### Supplied data
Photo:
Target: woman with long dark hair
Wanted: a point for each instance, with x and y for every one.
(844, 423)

* * *

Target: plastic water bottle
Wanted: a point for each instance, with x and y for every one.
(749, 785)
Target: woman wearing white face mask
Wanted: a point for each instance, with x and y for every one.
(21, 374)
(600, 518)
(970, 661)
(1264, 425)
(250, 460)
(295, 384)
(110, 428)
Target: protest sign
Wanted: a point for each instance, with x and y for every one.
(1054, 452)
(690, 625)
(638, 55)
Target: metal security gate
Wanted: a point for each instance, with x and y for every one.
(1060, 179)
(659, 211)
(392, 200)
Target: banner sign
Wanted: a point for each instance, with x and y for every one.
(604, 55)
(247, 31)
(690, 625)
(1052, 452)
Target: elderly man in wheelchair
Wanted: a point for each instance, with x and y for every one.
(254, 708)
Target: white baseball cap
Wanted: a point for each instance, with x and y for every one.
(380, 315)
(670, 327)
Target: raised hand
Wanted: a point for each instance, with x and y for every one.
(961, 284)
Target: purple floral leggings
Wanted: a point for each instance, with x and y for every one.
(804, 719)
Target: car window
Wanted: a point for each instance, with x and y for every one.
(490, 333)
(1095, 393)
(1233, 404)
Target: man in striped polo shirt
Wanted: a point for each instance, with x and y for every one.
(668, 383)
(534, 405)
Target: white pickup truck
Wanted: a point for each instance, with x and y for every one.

### Exercise
Report every line of the records above that contains the word "woman", counting a match only when its letter case is the same.

### Output below
Target: woman with long dark hair
Target: woman wearing white face mask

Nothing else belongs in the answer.